# STORED RECORDS start

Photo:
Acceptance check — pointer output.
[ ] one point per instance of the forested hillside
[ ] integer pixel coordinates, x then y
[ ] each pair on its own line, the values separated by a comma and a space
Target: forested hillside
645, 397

# STORED RECORDS end

| AIM |
Return every line of the listing above without alteration.

| OUTPUT FOR THIS TASK |
Photo:
Acceptance check — pointer output.
[ ] one point per instance of the forested hillside
[ ] integer pixel coordinates, x then y
[ ] each pair on its own line, the values separated by a comma and a space
Target: forested hillside
645, 397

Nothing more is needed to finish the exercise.